▸ **ASSIGNMENT**: The entries are to be repeated verbatim, with nothing left out.

== Segment start ==

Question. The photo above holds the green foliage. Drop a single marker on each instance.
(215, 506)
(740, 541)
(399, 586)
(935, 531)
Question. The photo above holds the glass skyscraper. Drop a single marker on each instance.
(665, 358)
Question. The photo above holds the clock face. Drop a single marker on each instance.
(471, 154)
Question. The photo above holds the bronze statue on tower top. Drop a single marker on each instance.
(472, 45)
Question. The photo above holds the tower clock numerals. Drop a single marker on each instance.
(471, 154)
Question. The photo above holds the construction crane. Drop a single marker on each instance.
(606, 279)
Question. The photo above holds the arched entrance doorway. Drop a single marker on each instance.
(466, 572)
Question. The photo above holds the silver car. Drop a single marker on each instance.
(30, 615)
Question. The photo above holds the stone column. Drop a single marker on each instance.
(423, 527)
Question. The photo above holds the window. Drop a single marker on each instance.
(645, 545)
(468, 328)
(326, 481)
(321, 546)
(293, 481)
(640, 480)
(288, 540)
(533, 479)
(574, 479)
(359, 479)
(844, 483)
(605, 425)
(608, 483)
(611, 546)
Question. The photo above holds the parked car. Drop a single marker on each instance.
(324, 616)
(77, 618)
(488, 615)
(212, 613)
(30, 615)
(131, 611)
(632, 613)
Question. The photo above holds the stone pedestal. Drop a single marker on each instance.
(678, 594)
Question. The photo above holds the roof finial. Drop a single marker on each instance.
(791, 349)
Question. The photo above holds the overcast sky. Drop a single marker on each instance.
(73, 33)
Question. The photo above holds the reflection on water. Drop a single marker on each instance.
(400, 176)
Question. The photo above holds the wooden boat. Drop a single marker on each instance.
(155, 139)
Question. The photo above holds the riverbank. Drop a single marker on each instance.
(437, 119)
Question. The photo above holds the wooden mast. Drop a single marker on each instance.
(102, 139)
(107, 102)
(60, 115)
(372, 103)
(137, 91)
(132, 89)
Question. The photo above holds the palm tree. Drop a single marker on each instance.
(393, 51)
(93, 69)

== Segment end ==

▸ **WRITTEN ANSWER**:
Question. The photo above holds the green foliage. Drop a single marker on each instance.
(215, 506)
(740, 541)
(399, 586)
(935, 531)
Question. The photo above holds the glass skyscraper. Drop a single marker on each instance.
(665, 358)
Question. The photo above holds the clock face. Drop a single marker on each instance.
(471, 154)
Question. The photo above holds the bronze statue on tower top. Drop a single marker on each instance.
(472, 45)
Question. The photo above holds the tower clock numerals. Drop a single marker on each instance.
(471, 154)
Question. The photo above holds the construction crane. Drop a single marker on each instance.
(606, 279)
Question. The photo above holds the arched entrance doorway. Drop a single marker on each instance.
(466, 572)
Question. The photo above holds the silver car. Drop a single marker on each instance.
(30, 615)
Question. The photo above holds the stone column. Drop a single marker on each instance.
(423, 527)
Question. The photo above holds the window. Drop a single marker on each instance.
(645, 545)
(468, 328)
(326, 481)
(321, 546)
(293, 481)
(640, 480)
(288, 540)
(533, 479)
(574, 479)
(359, 479)
(844, 483)
(605, 425)
(608, 483)
(611, 546)
Question. The photo above holds the parked car. Drop a single marker on each instance.
(324, 616)
(77, 618)
(488, 615)
(212, 613)
(30, 615)
(131, 611)
(632, 613)
Question. The photo above holds the stone pedestal. Drop a single marker on each instance.
(678, 594)
Question. The photo above holds the roof finial. Drop a single marker on each instance.
(791, 349)
Question. The photo above holds the overcast sky. Drop a single marker on each instance.
(73, 33)
Question. The photo above holds the reflection on water. Drop a single marker on each instance.
(400, 176)
Question. The photo above holds the wooden boat. Drop a single marker on each instance.
(155, 139)
Question. The photo above holds the riverbank. Drop a single marker on each instance.
(437, 119)
Question. The photo above holds the wooden mast. Drop a single marker on each instance.
(102, 139)
(107, 102)
(60, 115)
(372, 103)
(137, 91)
(132, 89)
Question. The photo above holds the palm tree. Drop a single marker on each instance.
(393, 51)
(93, 69)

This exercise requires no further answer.